▸ **YOUR OBJECTIVE**
Beginning at the first line of the data, print each line exactly, stopping after the line that contains "target | black and red paddle shaft".

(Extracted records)

::::::::::

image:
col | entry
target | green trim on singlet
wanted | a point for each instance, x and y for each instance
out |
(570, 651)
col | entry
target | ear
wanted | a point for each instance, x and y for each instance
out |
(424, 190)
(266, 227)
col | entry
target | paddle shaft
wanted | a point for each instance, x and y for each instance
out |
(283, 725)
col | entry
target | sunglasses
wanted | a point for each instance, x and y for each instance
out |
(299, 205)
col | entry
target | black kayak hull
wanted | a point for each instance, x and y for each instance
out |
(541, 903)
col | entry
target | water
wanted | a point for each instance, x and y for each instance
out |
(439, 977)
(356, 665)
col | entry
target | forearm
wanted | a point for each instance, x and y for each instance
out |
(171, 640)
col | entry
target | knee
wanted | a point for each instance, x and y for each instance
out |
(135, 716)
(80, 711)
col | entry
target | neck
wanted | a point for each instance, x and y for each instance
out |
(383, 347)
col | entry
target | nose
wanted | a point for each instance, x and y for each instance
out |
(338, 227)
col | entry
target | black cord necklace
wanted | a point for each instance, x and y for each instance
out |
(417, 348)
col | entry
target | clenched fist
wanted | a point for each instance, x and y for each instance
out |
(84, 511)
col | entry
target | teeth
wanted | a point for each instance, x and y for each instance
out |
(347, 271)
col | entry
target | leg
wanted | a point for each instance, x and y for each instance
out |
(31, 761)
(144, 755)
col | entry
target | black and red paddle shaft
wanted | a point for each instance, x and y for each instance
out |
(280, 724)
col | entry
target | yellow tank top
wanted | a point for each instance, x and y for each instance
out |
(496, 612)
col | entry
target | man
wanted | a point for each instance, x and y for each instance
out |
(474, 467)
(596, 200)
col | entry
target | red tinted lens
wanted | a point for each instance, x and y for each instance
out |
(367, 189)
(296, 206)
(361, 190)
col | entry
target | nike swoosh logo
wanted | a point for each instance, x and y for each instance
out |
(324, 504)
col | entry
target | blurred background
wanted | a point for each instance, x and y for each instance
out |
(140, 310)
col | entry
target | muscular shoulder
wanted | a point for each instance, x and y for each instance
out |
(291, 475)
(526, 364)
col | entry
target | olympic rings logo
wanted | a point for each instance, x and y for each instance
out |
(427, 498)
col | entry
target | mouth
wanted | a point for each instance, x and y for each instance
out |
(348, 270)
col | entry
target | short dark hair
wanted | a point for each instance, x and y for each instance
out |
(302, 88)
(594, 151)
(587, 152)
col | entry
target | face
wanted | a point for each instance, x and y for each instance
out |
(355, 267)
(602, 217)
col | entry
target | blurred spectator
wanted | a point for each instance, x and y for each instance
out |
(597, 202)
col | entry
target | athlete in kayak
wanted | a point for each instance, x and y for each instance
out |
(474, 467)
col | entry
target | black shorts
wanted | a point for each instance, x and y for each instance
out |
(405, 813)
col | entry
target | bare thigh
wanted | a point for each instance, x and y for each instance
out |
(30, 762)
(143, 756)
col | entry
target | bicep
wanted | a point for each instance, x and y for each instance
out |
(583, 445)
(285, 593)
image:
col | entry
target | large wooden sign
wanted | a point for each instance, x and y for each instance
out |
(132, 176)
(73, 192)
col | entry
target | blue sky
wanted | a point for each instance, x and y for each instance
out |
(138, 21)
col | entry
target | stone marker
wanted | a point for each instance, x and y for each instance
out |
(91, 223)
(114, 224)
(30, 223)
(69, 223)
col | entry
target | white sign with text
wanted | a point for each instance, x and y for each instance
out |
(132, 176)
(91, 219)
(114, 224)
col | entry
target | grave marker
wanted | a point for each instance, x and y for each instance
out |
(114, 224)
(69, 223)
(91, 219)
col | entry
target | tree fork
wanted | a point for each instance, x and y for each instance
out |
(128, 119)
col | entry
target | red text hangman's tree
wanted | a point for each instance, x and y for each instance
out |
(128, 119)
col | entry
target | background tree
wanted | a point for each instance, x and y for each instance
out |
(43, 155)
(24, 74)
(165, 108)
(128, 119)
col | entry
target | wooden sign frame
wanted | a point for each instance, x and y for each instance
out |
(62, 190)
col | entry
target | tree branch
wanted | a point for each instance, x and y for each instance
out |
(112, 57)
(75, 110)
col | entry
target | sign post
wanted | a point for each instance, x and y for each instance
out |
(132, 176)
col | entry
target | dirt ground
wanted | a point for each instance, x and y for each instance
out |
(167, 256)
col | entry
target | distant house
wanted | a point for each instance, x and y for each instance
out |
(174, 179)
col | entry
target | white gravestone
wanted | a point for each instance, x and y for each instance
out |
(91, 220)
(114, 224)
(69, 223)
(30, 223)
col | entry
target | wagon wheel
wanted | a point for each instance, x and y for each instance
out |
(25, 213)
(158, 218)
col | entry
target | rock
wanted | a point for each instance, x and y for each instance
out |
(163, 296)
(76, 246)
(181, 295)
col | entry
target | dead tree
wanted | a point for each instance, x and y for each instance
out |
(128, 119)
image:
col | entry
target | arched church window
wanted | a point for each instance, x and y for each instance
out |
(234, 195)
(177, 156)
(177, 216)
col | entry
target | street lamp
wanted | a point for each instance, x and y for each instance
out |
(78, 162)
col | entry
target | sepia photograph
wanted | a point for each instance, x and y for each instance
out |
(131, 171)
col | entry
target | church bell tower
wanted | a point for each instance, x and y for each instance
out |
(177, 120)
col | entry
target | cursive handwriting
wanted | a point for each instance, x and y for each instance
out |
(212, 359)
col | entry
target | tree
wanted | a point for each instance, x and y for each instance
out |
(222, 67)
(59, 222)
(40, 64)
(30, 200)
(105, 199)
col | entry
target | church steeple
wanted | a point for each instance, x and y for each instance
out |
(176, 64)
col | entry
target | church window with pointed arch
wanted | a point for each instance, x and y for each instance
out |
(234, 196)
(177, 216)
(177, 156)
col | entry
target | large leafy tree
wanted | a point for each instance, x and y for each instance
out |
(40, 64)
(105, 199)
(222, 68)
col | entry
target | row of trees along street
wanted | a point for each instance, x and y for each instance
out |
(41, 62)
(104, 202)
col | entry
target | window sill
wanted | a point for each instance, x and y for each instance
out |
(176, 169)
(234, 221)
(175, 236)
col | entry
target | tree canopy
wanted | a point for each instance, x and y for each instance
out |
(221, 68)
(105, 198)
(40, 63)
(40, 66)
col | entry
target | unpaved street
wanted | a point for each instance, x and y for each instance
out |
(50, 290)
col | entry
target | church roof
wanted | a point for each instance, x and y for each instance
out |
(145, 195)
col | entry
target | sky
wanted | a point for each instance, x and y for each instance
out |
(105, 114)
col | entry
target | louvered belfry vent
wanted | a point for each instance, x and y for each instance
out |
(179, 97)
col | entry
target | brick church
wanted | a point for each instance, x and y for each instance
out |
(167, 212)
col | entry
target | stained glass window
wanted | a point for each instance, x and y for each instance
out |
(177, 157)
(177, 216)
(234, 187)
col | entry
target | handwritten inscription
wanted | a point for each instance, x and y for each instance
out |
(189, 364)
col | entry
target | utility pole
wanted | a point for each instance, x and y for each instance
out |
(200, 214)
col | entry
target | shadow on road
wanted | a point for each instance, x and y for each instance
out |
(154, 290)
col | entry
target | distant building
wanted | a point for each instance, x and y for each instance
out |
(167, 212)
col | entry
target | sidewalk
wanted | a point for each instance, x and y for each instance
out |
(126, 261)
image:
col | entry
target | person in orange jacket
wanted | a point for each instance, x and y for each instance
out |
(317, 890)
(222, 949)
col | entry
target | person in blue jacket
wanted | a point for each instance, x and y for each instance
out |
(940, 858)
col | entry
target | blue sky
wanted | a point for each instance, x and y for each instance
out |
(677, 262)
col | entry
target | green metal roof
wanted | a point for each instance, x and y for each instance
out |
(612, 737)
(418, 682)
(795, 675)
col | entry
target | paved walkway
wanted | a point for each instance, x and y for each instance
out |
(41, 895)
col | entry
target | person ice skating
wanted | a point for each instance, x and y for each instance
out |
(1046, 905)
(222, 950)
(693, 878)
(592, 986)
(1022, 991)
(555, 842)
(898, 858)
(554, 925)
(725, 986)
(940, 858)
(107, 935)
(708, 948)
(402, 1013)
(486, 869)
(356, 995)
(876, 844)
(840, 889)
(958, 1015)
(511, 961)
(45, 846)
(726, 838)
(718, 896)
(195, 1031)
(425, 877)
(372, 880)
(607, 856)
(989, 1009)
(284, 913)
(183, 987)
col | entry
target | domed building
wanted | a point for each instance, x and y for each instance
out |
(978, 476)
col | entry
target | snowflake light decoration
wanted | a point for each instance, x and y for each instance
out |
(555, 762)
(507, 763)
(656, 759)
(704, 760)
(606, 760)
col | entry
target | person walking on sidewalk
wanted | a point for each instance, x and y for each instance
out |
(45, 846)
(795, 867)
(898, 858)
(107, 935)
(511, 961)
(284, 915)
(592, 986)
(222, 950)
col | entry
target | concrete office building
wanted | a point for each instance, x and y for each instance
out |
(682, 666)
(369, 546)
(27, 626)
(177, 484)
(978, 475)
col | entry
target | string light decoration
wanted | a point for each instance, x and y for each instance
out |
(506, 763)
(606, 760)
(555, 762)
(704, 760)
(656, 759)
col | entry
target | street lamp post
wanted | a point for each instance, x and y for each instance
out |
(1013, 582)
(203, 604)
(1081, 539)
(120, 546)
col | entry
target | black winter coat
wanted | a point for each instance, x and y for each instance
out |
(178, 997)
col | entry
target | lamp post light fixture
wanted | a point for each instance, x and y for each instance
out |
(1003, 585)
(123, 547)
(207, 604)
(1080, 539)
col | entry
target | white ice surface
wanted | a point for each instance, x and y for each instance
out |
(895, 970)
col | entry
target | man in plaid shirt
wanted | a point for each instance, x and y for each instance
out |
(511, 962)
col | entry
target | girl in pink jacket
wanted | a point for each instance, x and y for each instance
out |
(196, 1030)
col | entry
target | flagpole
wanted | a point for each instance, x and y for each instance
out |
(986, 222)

::::::::::

▸ **ANSWER AREA**
image:
col | entry
target | green trim on singlet
wanted | a point for each instance, x and y for each instance
out |
(570, 651)
col | entry
target | ear
wanted | a point for each instance, x and y for each instance
out |
(424, 190)
(266, 227)
col | entry
target | paddle shaft
wanted | a point for each instance, x and y for each instance
out |
(283, 725)
col | entry
target | sunglasses
wanted | a point for each instance, x and y for each instance
out |
(299, 205)
col | entry
target | black kayak hull
wanted | a point for each instance, x and y for each instance
out |
(541, 903)
col | entry
target | water
wanted | a point for each instance, x and y for each instance
out |
(439, 977)
(356, 665)
col | entry
target | forearm
wanted | a point for each instance, x and y for each instance
out |
(171, 640)
col | entry
target | knee
wanted | a point for each instance, x and y for each instance
out |
(135, 716)
(80, 711)
col | entry
target | neck
wanted | a point for each instance, x and y for each instance
out |
(383, 347)
col | entry
target | nose
wanted | a point for each instance, x and y for each instance
out |
(338, 227)
col | entry
target | black cord necklace
wanted | a point for each instance, x and y for each instance
out |
(417, 348)
col | entry
target | clenched fist
wanted | a point for each instance, x and y for each instance
out |
(84, 511)
col | entry
target | teeth
wanted | a point for each instance, x and y for each instance
out |
(347, 271)
col | entry
target | leg
wanted | a point for each instance, x and y for each instance
out |
(31, 761)
(144, 755)
col | entry
target | black and red paddle shaft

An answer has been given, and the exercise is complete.